Labeled area outline items
>> BEGIN

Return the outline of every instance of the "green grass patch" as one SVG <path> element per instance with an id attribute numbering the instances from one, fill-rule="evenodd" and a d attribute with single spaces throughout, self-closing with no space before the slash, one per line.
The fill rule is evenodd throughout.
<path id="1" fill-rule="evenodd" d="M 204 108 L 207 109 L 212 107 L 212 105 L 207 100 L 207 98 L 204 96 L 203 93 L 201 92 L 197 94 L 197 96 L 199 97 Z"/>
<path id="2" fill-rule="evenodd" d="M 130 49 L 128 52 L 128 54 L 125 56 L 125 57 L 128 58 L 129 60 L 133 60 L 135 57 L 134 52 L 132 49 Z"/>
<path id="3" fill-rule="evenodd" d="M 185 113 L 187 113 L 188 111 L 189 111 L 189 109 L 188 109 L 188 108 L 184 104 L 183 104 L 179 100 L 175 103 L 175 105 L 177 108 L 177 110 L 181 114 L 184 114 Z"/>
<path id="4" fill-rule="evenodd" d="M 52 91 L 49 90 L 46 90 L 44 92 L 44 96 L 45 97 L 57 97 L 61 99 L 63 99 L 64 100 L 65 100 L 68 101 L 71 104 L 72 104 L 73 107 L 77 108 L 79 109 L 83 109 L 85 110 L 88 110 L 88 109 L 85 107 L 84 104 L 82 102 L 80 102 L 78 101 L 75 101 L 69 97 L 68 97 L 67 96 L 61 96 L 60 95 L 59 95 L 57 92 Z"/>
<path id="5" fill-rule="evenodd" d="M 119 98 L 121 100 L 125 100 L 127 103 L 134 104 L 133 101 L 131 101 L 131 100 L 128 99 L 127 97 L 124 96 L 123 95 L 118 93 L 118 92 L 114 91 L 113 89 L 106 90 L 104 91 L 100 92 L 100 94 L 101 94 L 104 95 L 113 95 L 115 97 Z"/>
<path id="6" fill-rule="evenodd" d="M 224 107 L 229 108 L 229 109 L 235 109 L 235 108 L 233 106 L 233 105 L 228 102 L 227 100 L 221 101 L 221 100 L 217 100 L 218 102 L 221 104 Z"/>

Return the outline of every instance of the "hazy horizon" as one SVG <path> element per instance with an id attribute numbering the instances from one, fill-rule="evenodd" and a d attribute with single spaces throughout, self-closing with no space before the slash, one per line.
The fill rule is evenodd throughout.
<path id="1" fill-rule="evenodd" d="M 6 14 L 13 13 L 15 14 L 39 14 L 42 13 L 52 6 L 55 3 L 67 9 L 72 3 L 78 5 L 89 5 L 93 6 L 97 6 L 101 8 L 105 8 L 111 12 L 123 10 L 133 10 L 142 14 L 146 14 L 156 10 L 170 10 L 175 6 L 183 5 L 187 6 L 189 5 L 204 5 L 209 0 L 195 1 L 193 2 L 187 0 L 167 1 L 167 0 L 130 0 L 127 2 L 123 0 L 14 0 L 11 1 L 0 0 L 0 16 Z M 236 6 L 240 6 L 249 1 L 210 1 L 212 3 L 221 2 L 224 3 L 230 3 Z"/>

>> END

-- What to work on --
Write out the records again, swapping every "green grass patch" for "patch of green grass" and leaving everything else untouched.

-- Response for this exercise --
Return the outline of every instance of the "patch of green grass" as one SVG <path> element per instance with an id attribute numbering the instances from one, fill-rule="evenodd" and a d attribute with single spaces throughout, self-closing with no space before the slash, one per line.
The fill rule is evenodd throughout.
<path id="1" fill-rule="evenodd" d="M 204 108 L 207 109 L 212 107 L 212 105 L 207 100 L 207 98 L 204 96 L 203 93 L 201 92 L 197 94 L 197 96 L 199 97 Z"/>
<path id="2" fill-rule="evenodd" d="M 130 49 L 128 52 L 128 54 L 125 56 L 125 57 L 128 58 L 129 60 L 133 60 L 135 57 L 134 52 L 132 49 Z"/>
<path id="3" fill-rule="evenodd" d="M 185 113 L 187 113 L 188 111 L 189 111 L 189 109 L 188 109 L 188 108 L 184 104 L 183 104 L 179 100 L 175 103 L 175 105 L 177 108 L 177 110 L 181 114 L 184 114 Z"/>
<path id="4" fill-rule="evenodd" d="M 52 91 L 49 90 L 46 90 L 44 92 L 44 96 L 45 97 L 57 97 L 61 99 L 63 99 L 64 100 L 65 100 L 68 101 L 71 104 L 72 104 L 73 107 L 77 108 L 79 109 L 83 109 L 85 110 L 88 110 L 88 109 L 85 107 L 84 104 L 82 102 L 80 102 L 78 101 L 75 101 L 69 97 L 68 97 L 67 96 L 61 96 L 60 95 L 59 95 L 57 92 Z"/>
<path id="5" fill-rule="evenodd" d="M 119 98 L 121 100 L 125 100 L 127 103 L 134 104 L 133 101 L 131 101 L 131 100 L 128 99 L 127 97 L 124 96 L 123 95 L 118 93 L 118 92 L 114 91 L 113 89 L 106 90 L 104 91 L 100 92 L 100 94 L 101 94 L 104 95 L 113 95 L 115 97 Z"/>
<path id="6" fill-rule="evenodd" d="M 224 107 L 229 108 L 229 109 L 235 109 L 235 108 L 233 106 L 233 105 L 228 102 L 227 100 L 221 101 L 221 100 L 217 100 L 218 102 L 221 104 Z"/>

Return the outline of every instance of the "hazy horizon" as one SVG <path> element per instance with an id attribute numbering the instances from one, fill-rule="evenodd" and a d attribute with single spaces throughout, self-closing with no space before the slash, one per line.
The fill rule is evenodd throughout.
<path id="1" fill-rule="evenodd" d="M 6 14 L 13 13 L 15 14 L 39 14 L 42 13 L 52 6 L 55 3 L 67 9 L 72 3 L 78 5 L 89 5 L 93 6 L 97 6 L 101 8 L 105 8 L 111 12 L 123 10 L 133 10 L 142 14 L 146 14 L 156 10 L 170 10 L 175 6 L 183 5 L 187 6 L 189 5 L 204 5 L 209 0 L 195 1 L 193 2 L 187 0 L 167 1 L 167 0 L 130 0 L 127 2 L 123 0 L 14 0 L 11 1 L 0 0 L 0 16 Z M 236 6 L 240 6 L 249 1 L 210 1 L 212 3 L 221 2 L 224 3 L 230 3 Z"/>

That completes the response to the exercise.